Chinese health officials believe the virus came from an animal source in the city of Wuhan that then spread person-to-person. As of Wednesday, Jan. 29, there are five confirmed cases in the U.S., in Arizona, California, Washington and Illinois.

Coronaviruses are a large family of viruses, some causing illness in people and others that affect animals, including camels, cats and bats, according to the Centers for Disease Control.

Officials suspect the novel strain, identified as 2019-nCoV, emerged from the SARS virus, which killed hundreds around the globe in 2003. There is no vaccine for coronavirus.

Symptoms include fever, dry cough and shortness of breath and can appear anywhere between two days or two weeks after exposure. The novel coronavirus spreads person-to-person, much like influenza, and can easily be contracted through exposure to someone who has the virus.

Illustration of the human coronavirus, which infects the respiratory tract. (Photo by BSIP/Universal Images Group via Getty Images)

§ **Task requirements**
1 - In the coronavirus article, how many confirmed U.S. cases are reported as of Jan. 29?
2 - Please pick up the coronavirus article after its final line and keep writing it.

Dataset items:
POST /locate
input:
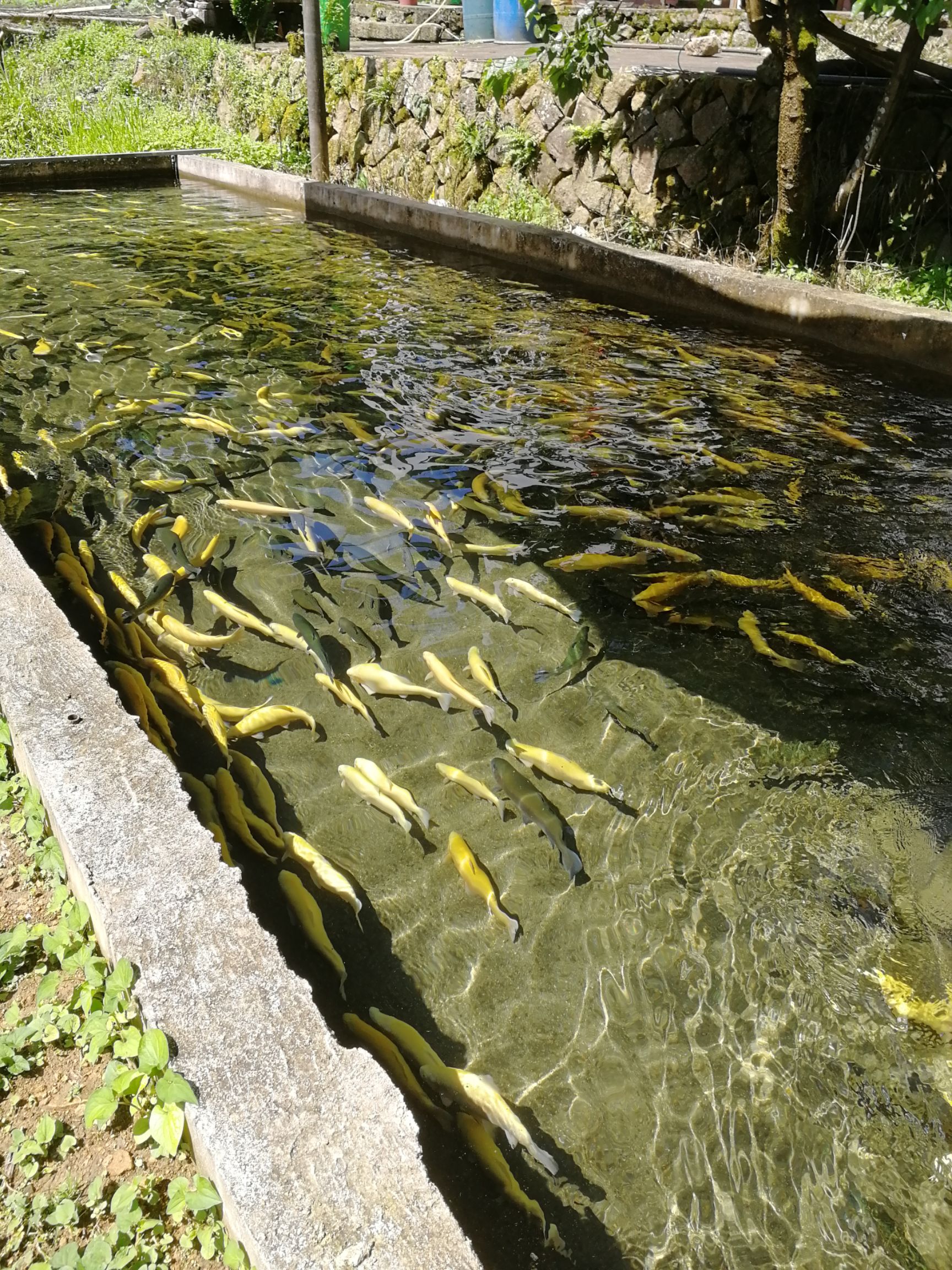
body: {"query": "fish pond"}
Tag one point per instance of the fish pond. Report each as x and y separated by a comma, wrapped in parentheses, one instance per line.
(730, 1029)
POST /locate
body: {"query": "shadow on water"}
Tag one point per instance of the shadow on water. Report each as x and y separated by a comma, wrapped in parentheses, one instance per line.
(502, 1235)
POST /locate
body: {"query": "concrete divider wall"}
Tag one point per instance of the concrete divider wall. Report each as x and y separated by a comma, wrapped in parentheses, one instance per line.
(904, 336)
(312, 1148)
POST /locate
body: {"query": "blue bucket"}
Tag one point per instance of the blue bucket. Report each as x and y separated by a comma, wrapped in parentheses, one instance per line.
(478, 19)
(510, 23)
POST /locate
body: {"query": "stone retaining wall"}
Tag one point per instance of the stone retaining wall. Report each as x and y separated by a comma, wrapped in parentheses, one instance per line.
(678, 162)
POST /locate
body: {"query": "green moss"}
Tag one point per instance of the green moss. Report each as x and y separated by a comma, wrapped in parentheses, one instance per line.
(517, 200)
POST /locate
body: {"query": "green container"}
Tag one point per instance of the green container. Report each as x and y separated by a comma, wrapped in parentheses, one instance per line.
(336, 24)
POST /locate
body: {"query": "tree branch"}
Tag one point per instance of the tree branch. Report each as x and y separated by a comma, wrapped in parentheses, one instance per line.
(884, 119)
(872, 55)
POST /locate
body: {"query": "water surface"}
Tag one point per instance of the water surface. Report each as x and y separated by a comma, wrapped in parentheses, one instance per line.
(694, 1030)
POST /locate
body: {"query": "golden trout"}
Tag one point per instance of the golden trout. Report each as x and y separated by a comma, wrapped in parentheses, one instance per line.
(561, 770)
(402, 797)
(478, 882)
(323, 873)
(480, 1096)
(307, 912)
(466, 591)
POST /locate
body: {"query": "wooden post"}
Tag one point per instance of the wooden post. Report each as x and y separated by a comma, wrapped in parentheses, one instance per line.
(316, 106)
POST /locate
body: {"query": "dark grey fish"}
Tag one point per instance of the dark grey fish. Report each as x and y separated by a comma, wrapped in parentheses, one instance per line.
(536, 808)
(314, 642)
(155, 596)
(352, 632)
(581, 648)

§ **Answers for the tasks**
1 - Five

2 -
In the current outbreak, the CDC said, symptoms have ranged from infected people with little to no symptoms to people being severely ill and dying. Older people and those with compromised immune systems are most vulnerable. Drugmakers are rushing to develop a vaccine for coronavirus, USA Today reported this week.

Although the threat to Americans who have not visited Wuhan is considered low by the CDC, it offers these recommendations to reduce the spread of viruses:

  • Wash your hands with soap and water frequently, or use a hand sanitizer that’s at least 60% alcohol.
  • Avoid touching your eyes, nose and mouth with unwashed hands.
  • Avoid direct contact with people who are sick.
  • Cover your coughs and sneezes.
  • Stay home if you’re sick.
  • Clean and disinfect items you use on a regular basis.

If you think you might have been exposed to novel coronavirus, contact your doctor as soon as possible.